Entries for labeling bounding boxes –
'''
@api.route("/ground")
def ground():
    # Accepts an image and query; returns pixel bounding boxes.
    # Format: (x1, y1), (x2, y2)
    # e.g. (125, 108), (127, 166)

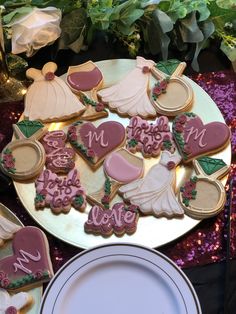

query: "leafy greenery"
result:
(0, 0), (236, 70)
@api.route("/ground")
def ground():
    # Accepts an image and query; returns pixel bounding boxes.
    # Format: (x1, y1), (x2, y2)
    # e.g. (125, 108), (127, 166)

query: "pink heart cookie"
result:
(172, 112), (230, 162)
(0, 226), (53, 290)
(68, 121), (125, 168)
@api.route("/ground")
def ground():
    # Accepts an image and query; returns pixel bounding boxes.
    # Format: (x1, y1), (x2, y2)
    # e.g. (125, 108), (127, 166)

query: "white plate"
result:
(39, 243), (201, 314)
(14, 59), (231, 249)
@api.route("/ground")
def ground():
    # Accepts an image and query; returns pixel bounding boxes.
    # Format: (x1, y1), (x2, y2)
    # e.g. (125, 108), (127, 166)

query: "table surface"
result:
(0, 37), (236, 314)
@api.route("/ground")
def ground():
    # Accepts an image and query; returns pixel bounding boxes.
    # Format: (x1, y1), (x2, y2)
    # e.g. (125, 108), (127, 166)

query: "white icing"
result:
(85, 130), (108, 148)
(120, 151), (184, 216)
(186, 126), (207, 147)
(24, 72), (85, 121)
(98, 57), (156, 117)
(0, 216), (21, 245)
(13, 250), (41, 274)
(0, 288), (31, 314)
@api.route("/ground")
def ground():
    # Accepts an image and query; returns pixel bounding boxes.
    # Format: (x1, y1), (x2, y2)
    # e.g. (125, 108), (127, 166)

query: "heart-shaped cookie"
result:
(68, 121), (126, 168)
(172, 112), (230, 162)
(0, 226), (53, 290)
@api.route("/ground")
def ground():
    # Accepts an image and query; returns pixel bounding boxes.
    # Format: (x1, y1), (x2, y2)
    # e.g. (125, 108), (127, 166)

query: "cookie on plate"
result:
(126, 116), (175, 158)
(68, 121), (126, 169)
(172, 112), (230, 163)
(0, 226), (53, 291)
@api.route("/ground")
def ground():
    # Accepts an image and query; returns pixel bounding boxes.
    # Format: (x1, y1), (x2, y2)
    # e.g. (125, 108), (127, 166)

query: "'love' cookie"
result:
(34, 168), (86, 214)
(126, 116), (175, 157)
(84, 203), (139, 236)
(68, 121), (126, 168)
(0, 226), (53, 290)
(172, 112), (230, 162)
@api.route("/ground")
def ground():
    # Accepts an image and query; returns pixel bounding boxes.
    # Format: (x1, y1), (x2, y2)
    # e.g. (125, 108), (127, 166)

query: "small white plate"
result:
(39, 243), (201, 314)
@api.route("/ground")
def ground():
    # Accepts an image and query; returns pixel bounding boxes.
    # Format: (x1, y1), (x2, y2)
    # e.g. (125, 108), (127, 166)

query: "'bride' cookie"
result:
(84, 203), (139, 237)
(0, 288), (33, 314)
(126, 116), (175, 157)
(0, 226), (53, 291)
(172, 112), (230, 162)
(119, 151), (184, 218)
(68, 121), (126, 168)
(179, 156), (229, 219)
(34, 168), (86, 214)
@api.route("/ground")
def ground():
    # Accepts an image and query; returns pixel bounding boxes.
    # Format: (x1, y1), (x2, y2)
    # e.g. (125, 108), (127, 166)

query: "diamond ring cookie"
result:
(172, 112), (230, 163)
(179, 156), (229, 219)
(24, 62), (85, 122)
(0, 120), (47, 181)
(151, 62), (193, 116)
(68, 121), (126, 169)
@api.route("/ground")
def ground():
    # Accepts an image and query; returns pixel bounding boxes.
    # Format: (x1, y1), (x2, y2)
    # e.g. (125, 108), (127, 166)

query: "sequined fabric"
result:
(0, 71), (236, 271)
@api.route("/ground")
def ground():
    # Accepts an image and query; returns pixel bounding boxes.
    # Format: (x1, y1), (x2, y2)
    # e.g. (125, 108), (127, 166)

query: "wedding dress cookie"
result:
(98, 57), (156, 118)
(119, 151), (184, 217)
(24, 62), (85, 122)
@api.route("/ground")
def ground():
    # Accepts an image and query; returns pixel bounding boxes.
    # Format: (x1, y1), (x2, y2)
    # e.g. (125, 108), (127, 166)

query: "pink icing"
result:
(184, 117), (230, 157)
(104, 152), (142, 183)
(42, 130), (75, 173)
(127, 116), (172, 156)
(84, 203), (138, 235)
(67, 68), (102, 91)
(0, 227), (53, 285)
(79, 121), (125, 159)
(35, 169), (85, 212)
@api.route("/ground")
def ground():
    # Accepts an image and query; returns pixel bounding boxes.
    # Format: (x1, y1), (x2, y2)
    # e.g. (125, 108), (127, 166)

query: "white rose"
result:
(7, 7), (61, 57)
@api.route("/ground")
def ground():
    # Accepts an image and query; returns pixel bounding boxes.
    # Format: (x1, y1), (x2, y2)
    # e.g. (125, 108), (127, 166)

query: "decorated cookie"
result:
(0, 120), (46, 181)
(126, 116), (175, 157)
(87, 148), (144, 208)
(84, 203), (139, 237)
(119, 151), (184, 217)
(68, 121), (126, 168)
(0, 216), (21, 247)
(0, 226), (53, 291)
(66, 61), (108, 120)
(24, 62), (85, 122)
(172, 112), (230, 162)
(0, 288), (33, 314)
(34, 168), (86, 214)
(151, 62), (193, 116)
(98, 57), (156, 118)
(41, 130), (75, 173)
(179, 156), (229, 219)
(79, 92), (108, 121)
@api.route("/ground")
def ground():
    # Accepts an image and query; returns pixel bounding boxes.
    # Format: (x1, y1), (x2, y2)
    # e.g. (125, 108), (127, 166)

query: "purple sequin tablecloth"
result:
(0, 71), (236, 271)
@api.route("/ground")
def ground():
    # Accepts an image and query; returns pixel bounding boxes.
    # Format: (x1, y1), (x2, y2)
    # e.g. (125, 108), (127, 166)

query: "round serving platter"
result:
(14, 59), (231, 249)
(0, 203), (43, 314)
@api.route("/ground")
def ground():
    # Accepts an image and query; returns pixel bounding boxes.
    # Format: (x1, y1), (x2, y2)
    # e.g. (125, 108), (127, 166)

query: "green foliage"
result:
(0, 0), (236, 70)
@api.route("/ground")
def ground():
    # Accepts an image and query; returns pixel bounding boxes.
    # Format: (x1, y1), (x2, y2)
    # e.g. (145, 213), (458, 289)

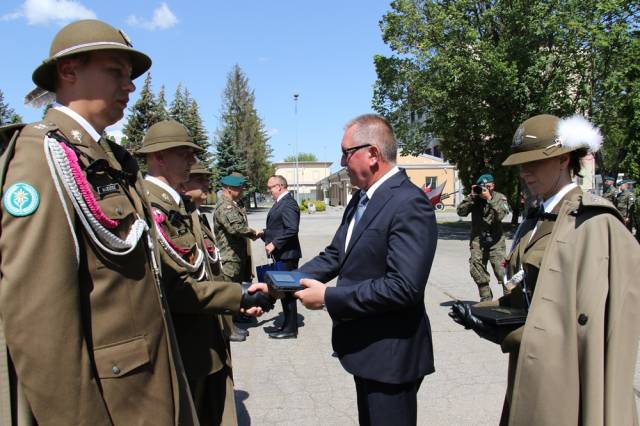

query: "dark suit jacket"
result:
(299, 170), (438, 383)
(263, 193), (302, 260)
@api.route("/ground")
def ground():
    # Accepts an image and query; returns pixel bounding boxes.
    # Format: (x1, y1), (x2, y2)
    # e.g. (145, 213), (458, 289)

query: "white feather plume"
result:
(556, 114), (602, 152)
(24, 87), (56, 108)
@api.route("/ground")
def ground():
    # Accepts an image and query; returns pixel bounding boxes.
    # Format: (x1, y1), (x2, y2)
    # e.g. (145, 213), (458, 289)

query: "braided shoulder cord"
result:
(44, 136), (148, 256)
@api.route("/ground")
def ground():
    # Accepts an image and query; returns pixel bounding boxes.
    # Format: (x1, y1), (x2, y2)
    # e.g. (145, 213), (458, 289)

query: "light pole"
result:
(293, 93), (300, 204)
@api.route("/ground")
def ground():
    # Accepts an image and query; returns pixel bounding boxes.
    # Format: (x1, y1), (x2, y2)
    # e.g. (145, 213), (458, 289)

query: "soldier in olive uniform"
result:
(138, 120), (273, 425)
(615, 179), (636, 231)
(0, 20), (197, 426)
(458, 174), (509, 301)
(602, 176), (618, 205)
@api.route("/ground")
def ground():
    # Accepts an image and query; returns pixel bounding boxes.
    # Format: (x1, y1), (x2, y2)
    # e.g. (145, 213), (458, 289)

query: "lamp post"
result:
(293, 93), (300, 204)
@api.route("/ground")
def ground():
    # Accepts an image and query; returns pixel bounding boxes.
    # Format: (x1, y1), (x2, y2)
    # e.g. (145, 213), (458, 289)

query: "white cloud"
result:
(0, 0), (96, 25)
(127, 3), (178, 31)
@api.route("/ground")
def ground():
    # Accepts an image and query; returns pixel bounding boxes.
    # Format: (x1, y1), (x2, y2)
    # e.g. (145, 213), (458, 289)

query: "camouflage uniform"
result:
(213, 195), (256, 282)
(615, 189), (636, 231)
(458, 191), (509, 299)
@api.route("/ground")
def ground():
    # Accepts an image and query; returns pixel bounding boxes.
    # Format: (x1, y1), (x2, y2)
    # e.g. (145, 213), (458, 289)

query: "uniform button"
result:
(578, 314), (589, 325)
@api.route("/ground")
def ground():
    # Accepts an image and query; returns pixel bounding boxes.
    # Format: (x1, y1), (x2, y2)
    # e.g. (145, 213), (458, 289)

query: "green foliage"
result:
(283, 152), (318, 163)
(122, 73), (160, 171)
(0, 90), (22, 126)
(373, 0), (640, 205)
(215, 65), (271, 205)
'''
Can you gather every line above that contains the word "cookie", counting only matches in the same case?

Complete response –
query: "pink heart cookie"
query: "heart-shaped cookie"
query: "cookie on plate"
query: "'love' cookie"
query: "'bride' cookie"
query: "diamond ring cookie"
query: "wedding dress cookie"
query: "decorated cookie"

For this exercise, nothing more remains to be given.